Problem details:
An exact copy of every record is needed, with the pictures left out.

Input records:
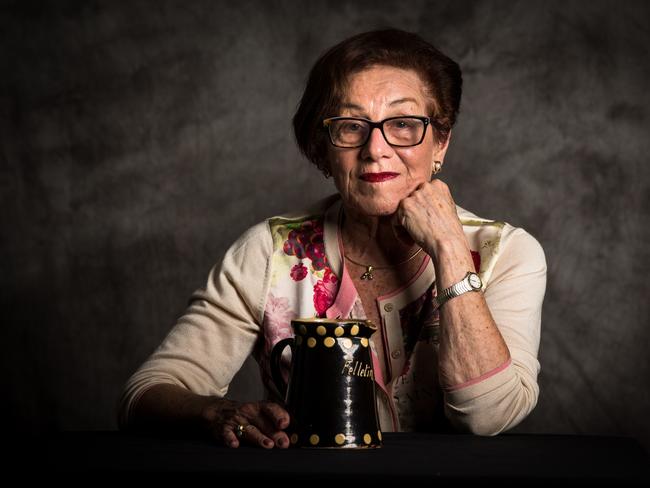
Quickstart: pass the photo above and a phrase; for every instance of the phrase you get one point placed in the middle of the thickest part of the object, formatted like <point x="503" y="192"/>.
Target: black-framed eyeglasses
<point x="351" y="132"/>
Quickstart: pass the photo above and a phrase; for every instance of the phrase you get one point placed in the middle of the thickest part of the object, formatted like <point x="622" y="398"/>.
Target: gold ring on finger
<point x="239" y="430"/>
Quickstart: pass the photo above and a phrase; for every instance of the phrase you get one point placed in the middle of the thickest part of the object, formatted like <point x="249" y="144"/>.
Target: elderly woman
<point x="457" y="298"/>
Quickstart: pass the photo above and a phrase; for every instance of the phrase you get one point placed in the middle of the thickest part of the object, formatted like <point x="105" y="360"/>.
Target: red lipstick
<point x="378" y="177"/>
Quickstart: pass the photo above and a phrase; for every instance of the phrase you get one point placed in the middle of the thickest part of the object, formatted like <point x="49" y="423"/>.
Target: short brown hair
<point x="390" y="47"/>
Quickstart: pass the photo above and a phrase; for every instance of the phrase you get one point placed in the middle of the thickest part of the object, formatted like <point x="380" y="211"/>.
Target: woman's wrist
<point x="452" y="260"/>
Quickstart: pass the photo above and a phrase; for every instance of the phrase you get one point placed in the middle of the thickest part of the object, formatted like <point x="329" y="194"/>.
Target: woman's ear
<point x="441" y="148"/>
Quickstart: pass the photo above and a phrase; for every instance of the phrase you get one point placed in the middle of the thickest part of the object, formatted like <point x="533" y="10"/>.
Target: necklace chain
<point x="367" y="275"/>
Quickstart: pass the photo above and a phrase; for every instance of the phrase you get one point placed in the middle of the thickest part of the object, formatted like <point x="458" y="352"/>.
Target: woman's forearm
<point x="470" y="342"/>
<point x="172" y="407"/>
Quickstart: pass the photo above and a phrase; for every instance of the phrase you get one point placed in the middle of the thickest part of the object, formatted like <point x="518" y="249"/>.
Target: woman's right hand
<point x="263" y="423"/>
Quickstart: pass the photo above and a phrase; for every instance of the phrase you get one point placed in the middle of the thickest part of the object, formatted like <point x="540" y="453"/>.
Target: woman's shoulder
<point x="260" y="234"/>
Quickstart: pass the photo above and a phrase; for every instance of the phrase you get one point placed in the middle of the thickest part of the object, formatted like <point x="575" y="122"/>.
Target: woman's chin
<point x="372" y="207"/>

Task answer:
Quickstart: pass the photo above and a phrase; for every instance of the phrase you get one point placed in the middle of the thickest part of the object, formatted like <point x="503" y="192"/>.
Target: black-framed eyeglasses
<point x="351" y="132"/>
Quickstart: pass the photo above and a phrase; for every instance of the phrase you get one point placed in the middle of the thickest part of the object, formatted like <point x="622" y="398"/>.
Target: gold ring on finger
<point x="239" y="430"/>
Quickstart: pass the photo above and a phrase; for every instance of the phrase you get one point placed in the middle of the thickest part of the object, formatted like <point x="249" y="144"/>.
Target: elderly woman
<point x="457" y="298"/>
Quickstart: pass the photo above and a phrase; for every instance of the phrase you get one point placed in the middle of the thickest part of the object, formatted like <point x="105" y="360"/>.
Target: red lipstick
<point x="378" y="177"/>
Quickstart: pass the photo above and a phrase; for every instance of the phrase you get one point placed in the middle of the thickest part of the object, formatted like <point x="49" y="423"/>.
Target: short brown hair
<point x="390" y="47"/>
Quickstart: pass the photo above and a phrase; for every instance of the phrase you get one point placed in the middle of the thickest part of the object, formatted like <point x="380" y="211"/>.
Target: woman's wrist
<point x="452" y="260"/>
Quickstart: pass the photo above and a phrase; for every instance of the phrase you get one point placed in the middle of the thickest part of the object, formatted like <point x="329" y="194"/>.
Target: woman's ear
<point x="441" y="148"/>
Quickstart: pass the photo above and a phrase; for every instance of the phrase you get one point placed in the middle of the thickest part of the object, formatted like <point x="533" y="10"/>.
Target: necklace chain
<point x="367" y="275"/>
Quickstart: pass the photo above and a phrase; for every instance of the phrase you get one point placed in the middle of the thickest part of the object, formatted like <point x="458" y="352"/>.
Target: woman's forearm
<point x="470" y="342"/>
<point x="172" y="407"/>
Quickstart: pass the photo above and a phrase; for every instance of the phrase you get one point placed in the middle of the thickest part of the object, formatted like <point x="518" y="249"/>.
Target: woman's right hand
<point x="263" y="423"/>
Quickstart: pass the photo above and a phrase; for every instance of the phrase you get one point placed in the middle of the thickest part of the object, formatted like <point x="540" y="453"/>.
Target: woman's shoulder
<point x="260" y="234"/>
Quickstart: pass the photo above and a phrase; for every instance of the phrase you get one point placed in the middle of the thickest part of the object, formatted like <point x="575" y="122"/>.
Target: woman's chin
<point x="372" y="207"/>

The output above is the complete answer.